------ Records supplied

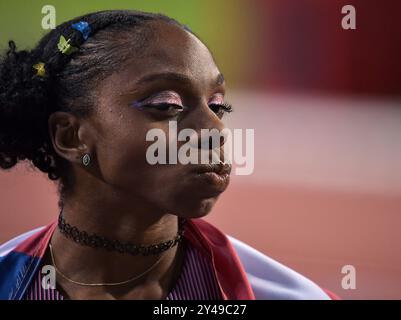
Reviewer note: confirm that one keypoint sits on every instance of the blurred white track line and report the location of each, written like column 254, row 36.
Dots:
column 351, row 145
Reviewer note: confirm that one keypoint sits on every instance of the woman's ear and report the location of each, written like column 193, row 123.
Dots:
column 68, row 136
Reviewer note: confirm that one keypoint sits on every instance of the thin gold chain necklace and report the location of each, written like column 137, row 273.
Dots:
column 102, row 284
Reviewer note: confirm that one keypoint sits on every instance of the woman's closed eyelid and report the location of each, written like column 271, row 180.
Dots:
column 168, row 97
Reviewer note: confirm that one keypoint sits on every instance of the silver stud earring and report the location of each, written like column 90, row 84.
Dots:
column 86, row 159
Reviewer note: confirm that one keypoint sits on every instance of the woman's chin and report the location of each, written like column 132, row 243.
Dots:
column 198, row 209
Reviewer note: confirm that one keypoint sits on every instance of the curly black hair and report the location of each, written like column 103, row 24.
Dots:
column 27, row 100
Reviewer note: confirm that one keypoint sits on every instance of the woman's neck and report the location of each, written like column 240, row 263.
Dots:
column 141, row 225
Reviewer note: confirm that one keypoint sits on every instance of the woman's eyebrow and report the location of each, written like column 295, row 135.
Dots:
column 177, row 77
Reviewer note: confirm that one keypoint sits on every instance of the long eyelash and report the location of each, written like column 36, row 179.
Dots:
column 225, row 106
column 161, row 106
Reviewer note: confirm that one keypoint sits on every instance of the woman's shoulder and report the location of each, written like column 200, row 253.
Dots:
column 272, row 280
column 10, row 245
column 268, row 278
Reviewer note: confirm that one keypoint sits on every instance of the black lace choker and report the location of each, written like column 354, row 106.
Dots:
column 96, row 241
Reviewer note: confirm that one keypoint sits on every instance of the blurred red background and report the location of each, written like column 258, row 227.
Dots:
column 325, row 106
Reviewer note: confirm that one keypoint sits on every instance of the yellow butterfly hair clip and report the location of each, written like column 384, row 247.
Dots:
column 65, row 47
column 40, row 69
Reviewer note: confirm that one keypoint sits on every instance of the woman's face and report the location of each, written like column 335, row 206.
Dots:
column 174, row 68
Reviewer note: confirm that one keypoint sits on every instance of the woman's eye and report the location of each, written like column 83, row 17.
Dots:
column 166, row 107
column 220, row 109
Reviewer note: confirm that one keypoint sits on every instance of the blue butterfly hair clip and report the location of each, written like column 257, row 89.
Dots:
column 83, row 27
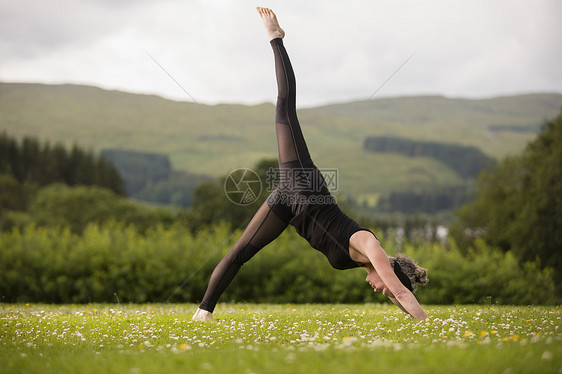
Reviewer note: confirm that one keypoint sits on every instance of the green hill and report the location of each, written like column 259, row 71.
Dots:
column 223, row 137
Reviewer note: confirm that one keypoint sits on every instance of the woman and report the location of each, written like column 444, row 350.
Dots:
column 302, row 199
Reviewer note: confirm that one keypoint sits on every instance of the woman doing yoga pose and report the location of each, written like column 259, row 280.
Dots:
column 302, row 199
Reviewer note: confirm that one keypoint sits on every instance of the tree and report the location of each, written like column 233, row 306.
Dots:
column 518, row 205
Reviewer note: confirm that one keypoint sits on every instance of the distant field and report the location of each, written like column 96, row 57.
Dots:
column 221, row 138
column 265, row 338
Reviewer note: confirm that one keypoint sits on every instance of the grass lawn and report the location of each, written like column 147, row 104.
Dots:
column 266, row 338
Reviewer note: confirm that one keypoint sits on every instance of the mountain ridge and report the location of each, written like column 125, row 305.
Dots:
column 215, row 139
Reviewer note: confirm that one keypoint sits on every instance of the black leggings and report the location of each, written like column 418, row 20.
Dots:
column 266, row 225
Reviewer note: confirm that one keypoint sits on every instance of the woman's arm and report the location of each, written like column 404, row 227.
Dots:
column 395, row 302
column 377, row 256
column 392, row 288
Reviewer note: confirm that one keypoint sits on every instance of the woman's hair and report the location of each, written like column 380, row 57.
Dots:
column 409, row 273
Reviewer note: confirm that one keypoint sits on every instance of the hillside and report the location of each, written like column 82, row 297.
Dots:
column 223, row 137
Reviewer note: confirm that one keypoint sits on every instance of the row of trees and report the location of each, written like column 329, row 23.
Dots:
column 150, row 177
column 112, row 261
column 32, row 162
column 468, row 162
column 518, row 205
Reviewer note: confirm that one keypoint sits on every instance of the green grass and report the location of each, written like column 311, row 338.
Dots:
column 265, row 338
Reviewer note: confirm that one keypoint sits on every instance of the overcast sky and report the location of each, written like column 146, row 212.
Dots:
column 341, row 50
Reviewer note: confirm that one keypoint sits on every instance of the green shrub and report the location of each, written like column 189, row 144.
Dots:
column 114, row 262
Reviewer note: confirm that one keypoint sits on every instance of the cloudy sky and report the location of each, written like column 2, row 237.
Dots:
column 341, row 50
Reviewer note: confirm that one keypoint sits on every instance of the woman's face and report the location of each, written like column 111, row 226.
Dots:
column 376, row 282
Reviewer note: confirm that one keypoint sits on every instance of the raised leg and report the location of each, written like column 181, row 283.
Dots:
column 293, row 152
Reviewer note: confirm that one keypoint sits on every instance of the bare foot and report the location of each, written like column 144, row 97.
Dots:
column 272, row 27
column 202, row 315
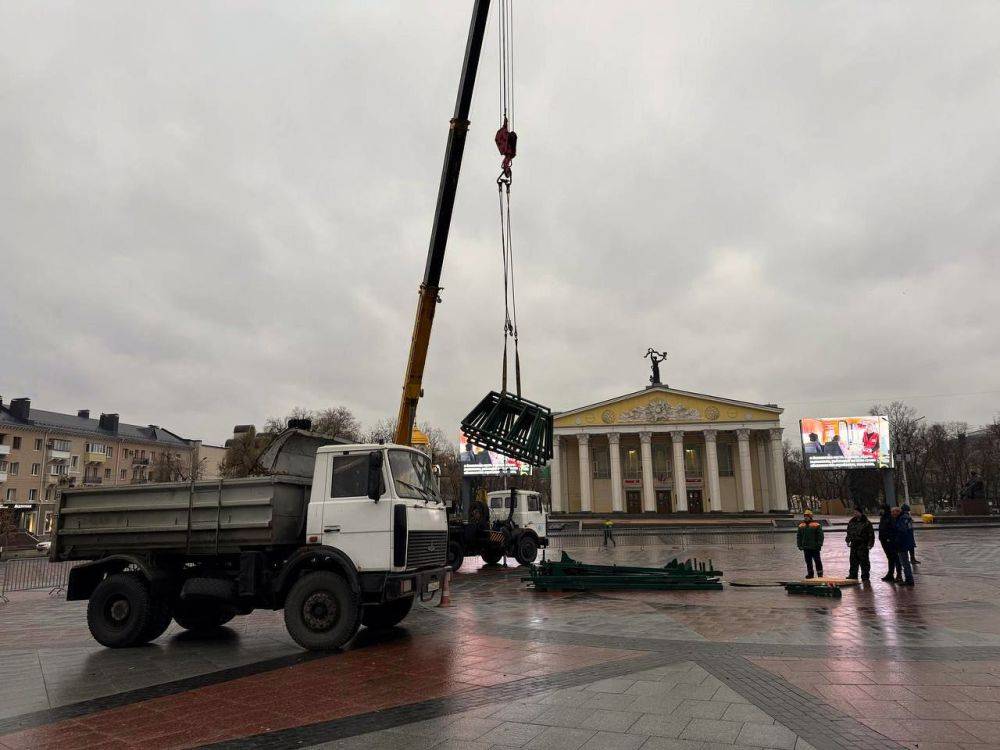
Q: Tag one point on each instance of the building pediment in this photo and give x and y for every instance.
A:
(664, 405)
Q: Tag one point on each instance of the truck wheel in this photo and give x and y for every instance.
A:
(321, 611)
(456, 554)
(202, 615)
(381, 616)
(119, 611)
(526, 549)
(159, 619)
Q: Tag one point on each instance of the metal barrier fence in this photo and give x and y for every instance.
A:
(683, 538)
(32, 573)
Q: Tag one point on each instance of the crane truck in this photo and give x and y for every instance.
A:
(338, 536)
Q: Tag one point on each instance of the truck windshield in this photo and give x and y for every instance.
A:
(412, 476)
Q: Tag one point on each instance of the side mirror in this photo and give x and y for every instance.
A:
(375, 488)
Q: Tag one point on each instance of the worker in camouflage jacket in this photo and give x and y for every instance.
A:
(860, 538)
(810, 541)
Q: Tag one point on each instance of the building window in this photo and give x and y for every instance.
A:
(633, 464)
(661, 459)
(725, 460)
(692, 462)
(602, 463)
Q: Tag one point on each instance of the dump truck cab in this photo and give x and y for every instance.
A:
(379, 504)
(338, 536)
(529, 513)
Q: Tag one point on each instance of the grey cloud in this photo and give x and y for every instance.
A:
(209, 214)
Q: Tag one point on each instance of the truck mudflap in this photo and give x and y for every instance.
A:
(386, 587)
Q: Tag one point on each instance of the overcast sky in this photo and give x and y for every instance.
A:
(211, 212)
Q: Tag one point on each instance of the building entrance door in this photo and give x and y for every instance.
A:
(663, 501)
(633, 501)
(694, 501)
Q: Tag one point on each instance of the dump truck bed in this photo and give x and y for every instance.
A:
(200, 518)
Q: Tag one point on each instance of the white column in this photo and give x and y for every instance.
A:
(712, 458)
(778, 471)
(764, 465)
(646, 451)
(555, 476)
(616, 472)
(680, 478)
(585, 473)
(746, 478)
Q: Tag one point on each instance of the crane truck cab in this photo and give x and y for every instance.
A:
(338, 536)
(509, 523)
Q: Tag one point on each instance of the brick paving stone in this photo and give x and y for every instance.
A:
(560, 738)
(712, 730)
(614, 741)
(513, 734)
(661, 726)
(771, 736)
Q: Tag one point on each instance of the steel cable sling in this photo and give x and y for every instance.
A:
(505, 422)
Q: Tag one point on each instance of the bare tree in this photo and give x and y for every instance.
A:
(176, 467)
(243, 454)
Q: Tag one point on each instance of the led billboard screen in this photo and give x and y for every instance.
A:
(476, 460)
(846, 442)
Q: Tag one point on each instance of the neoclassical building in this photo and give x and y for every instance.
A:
(662, 450)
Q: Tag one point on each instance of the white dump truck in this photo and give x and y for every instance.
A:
(339, 536)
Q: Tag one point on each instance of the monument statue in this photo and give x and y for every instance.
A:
(655, 358)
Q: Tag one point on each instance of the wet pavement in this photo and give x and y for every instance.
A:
(883, 667)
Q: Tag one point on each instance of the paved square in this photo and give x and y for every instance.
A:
(506, 667)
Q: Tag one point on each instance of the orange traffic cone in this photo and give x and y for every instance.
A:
(446, 590)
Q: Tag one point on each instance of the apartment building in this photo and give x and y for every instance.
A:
(44, 451)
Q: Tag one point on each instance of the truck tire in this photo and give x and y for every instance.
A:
(382, 616)
(159, 619)
(456, 554)
(202, 615)
(525, 549)
(321, 611)
(120, 610)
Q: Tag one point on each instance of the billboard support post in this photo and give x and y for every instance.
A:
(889, 487)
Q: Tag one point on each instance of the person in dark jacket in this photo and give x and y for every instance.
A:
(887, 538)
(913, 552)
(810, 540)
(902, 526)
(860, 538)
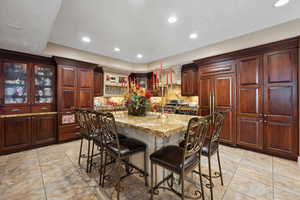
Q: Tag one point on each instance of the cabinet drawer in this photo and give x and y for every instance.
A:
(15, 110)
(69, 132)
(219, 68)
(40, 108)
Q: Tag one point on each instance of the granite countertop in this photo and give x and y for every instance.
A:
(162, 127)
(27, 114)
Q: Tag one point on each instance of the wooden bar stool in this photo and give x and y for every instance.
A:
(120, 149)
(181, 161)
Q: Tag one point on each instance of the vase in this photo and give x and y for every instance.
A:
(141, 111)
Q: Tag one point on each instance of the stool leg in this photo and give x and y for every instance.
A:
(151, 190)
(220, 168)
(101, 165)
(210, 179)
(80, 150)
(145, 169)
(88, 156)
(200, 176)
(92, 155)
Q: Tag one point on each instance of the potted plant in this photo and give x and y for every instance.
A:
(137, 100)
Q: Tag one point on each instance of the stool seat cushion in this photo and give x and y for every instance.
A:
(170, 157)
(128, 146)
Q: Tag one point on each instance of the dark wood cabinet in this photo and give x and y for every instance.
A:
(281, 102)
(16, 133)
(250, 102)
(266, 96)
(75, 85)
(44, 129)
(189, 83)
(98, 82)
(217, 93)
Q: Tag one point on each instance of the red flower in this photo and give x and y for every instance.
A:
(148, 94)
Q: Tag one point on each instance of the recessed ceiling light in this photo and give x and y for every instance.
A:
(193, 35)
(86, 39)
(280, 3)
(172, 19)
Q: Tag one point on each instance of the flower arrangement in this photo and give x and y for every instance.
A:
(137, 100)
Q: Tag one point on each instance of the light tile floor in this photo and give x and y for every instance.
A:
(52, 173)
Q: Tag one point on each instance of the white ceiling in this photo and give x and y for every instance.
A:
(135, 26)
(26, 25)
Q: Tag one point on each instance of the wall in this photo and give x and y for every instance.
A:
(272, 34)
(106, 62)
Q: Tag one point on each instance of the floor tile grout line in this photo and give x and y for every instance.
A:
(42, 174)
(233, 175)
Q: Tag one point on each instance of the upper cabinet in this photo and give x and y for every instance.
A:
(75, 85)
(27, 83)
(189, 83)
(98, 82)
(16, 83)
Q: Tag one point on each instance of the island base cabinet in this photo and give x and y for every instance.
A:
(16, 133)
(20, 133)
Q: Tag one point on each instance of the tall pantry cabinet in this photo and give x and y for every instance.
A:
(259, 87)
(75, 88)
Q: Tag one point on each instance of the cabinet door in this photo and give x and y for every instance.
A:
(85, 78)
(249, 102)
(44, 129)
(189, 82)
(67, 76)
(280, 102)
(224, 99)
(16, 84)
(98, 84)
(205, 96)
(16, 133)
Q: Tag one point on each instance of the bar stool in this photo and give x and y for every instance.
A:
(81, 116)
(181, 161)
(120, 149)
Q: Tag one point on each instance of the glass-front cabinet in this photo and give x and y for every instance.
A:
(16, 87)
(44, 82)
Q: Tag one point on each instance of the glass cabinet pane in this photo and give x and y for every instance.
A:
(44, 84)
(15, 83)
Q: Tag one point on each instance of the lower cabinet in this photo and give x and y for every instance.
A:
(44, 129)
(19, 133)
(16, 133)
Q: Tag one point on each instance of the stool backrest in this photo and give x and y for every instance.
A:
(216, 126)
(80, 114)
(195, 135)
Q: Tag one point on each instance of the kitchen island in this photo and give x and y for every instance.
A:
(154, 131)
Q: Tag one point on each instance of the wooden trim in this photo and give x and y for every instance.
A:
(252, 51)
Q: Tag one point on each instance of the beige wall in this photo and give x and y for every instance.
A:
(108, 63)
(275, 33)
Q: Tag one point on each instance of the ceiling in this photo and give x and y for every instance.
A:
(135, 26)
(26, 25)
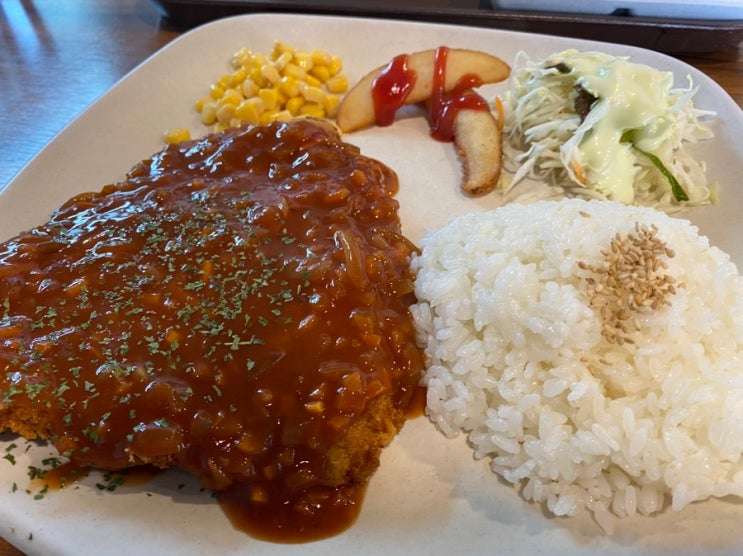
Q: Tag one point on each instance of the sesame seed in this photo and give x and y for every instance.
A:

------------

Work order: Each line above that contains the string "wooden" should be identified and copied.

Answer to this problem:
Q: Tag one point on each instance of the wooden bar stool in this photo and give x and y for every instance.
Q: Tag one point on each instance of the wooden trim in this photo and give x and y for every instance.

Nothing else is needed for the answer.